── DATA EXTRACTS ──

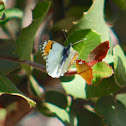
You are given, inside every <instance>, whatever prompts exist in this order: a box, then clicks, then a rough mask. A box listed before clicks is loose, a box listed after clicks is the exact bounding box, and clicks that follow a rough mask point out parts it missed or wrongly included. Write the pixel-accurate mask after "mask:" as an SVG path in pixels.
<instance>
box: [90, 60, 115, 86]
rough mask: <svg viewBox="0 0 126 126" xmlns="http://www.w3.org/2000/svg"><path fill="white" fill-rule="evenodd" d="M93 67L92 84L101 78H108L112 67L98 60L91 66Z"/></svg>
mask: <svg viewBox="0 0 126 126" xmlns="http://www.w3.org/2000/svg"><path fill="white" fill-rule="evenodd" d="M92 69H93V76H94V78H93V80H92V81H93V85H97V84H98V83H99V81H101V79H102V78H108V77H110V76H112V74H113V69H112V67H111V66H109V65H108V64H107V63H105V62H102V61H101V62H98V63H96V64H95V65H93V67H92Z"/></svg>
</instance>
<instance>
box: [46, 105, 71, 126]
mask: <svg viewBox="0 0 126 126" xmlns="http://www.w3.org/2000/svg"><path fill="white" fill-rule="evenodd" d="M45 104H46V106H47V107H48V109H49V110H50V111H51V112H53V113H54V114H55V115H56V116H57V117H58V118H59V119H60V120H61V121H62V122H63V123H64V124H65V126H67V125H68V124H69V123H70V117H69V113H68V112H67V111H66V110H65V109H62V108H59V107H57V106H55V105H53V104H50V103H45Z"/></svg>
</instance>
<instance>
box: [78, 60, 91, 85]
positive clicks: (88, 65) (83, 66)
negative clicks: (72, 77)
mask: <svg viewBox="0 0 126 126" xmlns="http://www.w3.org/2000/svg"><path fill="white" fill-rule="evenodd" d="M76 68H77V73H78V74H79V75H80V76H81V77H82V78H83V79H84V80H85V81H86V83H87V84H89V85H91V84H92V79H93V70H92V68H91V67H90V65H89V64H88V63H87V62H86V61H82V60H76Z"/></svg>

───

YOUR INSTRUCTIONS - Please, without any pictures, print each entry exactly.

RESPONSE TO THIS TASK -
You are given, inside every <instance>, whatever prompts exist in this order: a box, then clicks, then a rough mask. A box listed before clicks is loose, a box listed after clicks is the exact bounding box, and clicks that follow a rough mask point out parts it missed or wrongly included. Write the pixel-accurate mask after "mask:" as an SVG path in pixels.
<instance>
box: [90, 60, 115, 86]
rough mask: <svg viewBox="0 0 126 126" xmlns="http://www.w3.org/2000/svg"><path fill="white" fill-rule="evenodd" d="M93 67L92 84L101 78H108L112 67L98 60L91 66Z"/></svg>
mask: <svg viewBox="0 0 126 126" xmlns="http://www.w3.org/2000/svg"><path fill="white" fill-rule="evenodd" d="M92 69H93V76H94V78H93V80H92V81H93V85H97V84H98V83H99V81H101V79H102V78H108V77H110V76H112V74H113V69H112V67H111V66H109V65H108V64H107V63H105V62H102V61H101V62H98V63H96V64H95V65H93V67H92Z"/></svg>
</instance>
<instance>
box: [46, 105, 71, 126]
mask: <svg viewBox="0 0 126 126" xmlns="http://www.w3.org/2000/svg"><path fill="white" fill-rule="evenodd" d="M45 104H46V106H47V107H48V109H49V110H50V111H51V112H53V113H54V114H55V115H56V116H57V117H58V118H59V119H60V120H61V121H62V122H63V123H64V124H65V126H67V125H68V124H69V123H70V117H69V113H68V112H67V111H66V110H65V109H62V108H59V107H57V106H55V105H53V104H50V103H45Z"/></svg>
</instance>
<instance>
box: [78, 60, 91, 85]
positive clicks: (88, 65) (83, 66)
negative clicks: (72, 77)
mask: <svg viewBox="0 0 126 126" xmlns="http://www.w3.org/2000/svg"><path fill="white" fill-rule="evenodd" d="M76 68H77V73H78V74H79V75H80V76H81V77H82V78H83V79H84V80H85V81H86V83H87V84H89V85H91V84H92V79H93V70H92V68H91V67H90V65H89V64H88V63H87V62H86V61H82V60H76Z"/></svg>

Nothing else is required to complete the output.